### PROBLEM REQUIREMENTS
Format the data between the lines holding "Report the position of every instance of the green" and "pixel 522 274", inclusive, as a Markdown table with the columns Row and Line. Number each line in order and skip blank lines.
======== RECORDS TO USE
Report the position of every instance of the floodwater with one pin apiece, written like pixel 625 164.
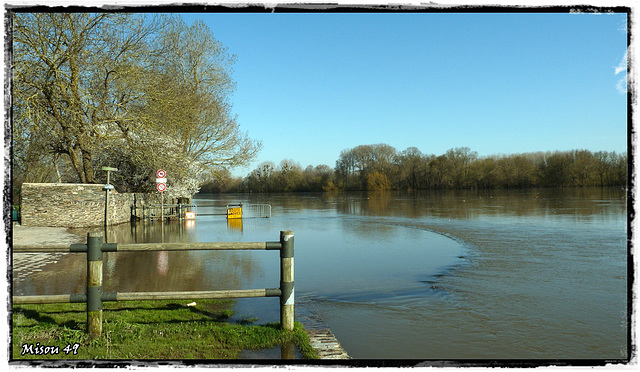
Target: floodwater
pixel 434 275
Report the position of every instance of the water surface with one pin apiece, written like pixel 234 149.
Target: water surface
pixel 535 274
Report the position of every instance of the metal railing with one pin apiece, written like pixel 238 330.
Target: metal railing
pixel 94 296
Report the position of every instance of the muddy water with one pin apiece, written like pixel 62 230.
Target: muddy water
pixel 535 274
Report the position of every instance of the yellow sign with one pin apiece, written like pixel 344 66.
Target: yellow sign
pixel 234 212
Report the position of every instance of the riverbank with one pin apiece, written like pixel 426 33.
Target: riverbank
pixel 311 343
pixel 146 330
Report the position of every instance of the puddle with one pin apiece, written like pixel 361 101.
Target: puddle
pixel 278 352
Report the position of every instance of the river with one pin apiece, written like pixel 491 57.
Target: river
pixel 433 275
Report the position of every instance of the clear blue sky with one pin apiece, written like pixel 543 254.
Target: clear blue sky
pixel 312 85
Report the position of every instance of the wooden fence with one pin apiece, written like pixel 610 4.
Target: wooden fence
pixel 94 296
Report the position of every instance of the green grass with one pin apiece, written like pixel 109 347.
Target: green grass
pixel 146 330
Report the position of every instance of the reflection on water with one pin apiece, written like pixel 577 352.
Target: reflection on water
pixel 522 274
================
======== RECORDS TO USE
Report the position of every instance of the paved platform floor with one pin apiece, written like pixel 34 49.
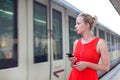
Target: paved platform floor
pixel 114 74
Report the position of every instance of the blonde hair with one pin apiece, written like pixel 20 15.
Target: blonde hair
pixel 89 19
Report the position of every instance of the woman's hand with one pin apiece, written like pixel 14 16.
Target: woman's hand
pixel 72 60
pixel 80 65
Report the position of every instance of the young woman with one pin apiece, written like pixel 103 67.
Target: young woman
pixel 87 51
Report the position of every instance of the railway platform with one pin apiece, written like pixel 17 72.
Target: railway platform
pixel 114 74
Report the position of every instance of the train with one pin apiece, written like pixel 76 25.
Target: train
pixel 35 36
================
### EXERCISE RESULT
| Row | Line |
|---|---|
| 1 | Report the position of every instance of the green grass with one pin apiece, written like pixel 109 347. |
| 2 | Target: green grass |
| 3 | pixel 146 330 |
| 4 | Report the position of every instance of the reflection on water with one pin apiece, written like pixel 577 352. |
| 5 | Target: reflection on water |
| 6 | pixel 522 274 |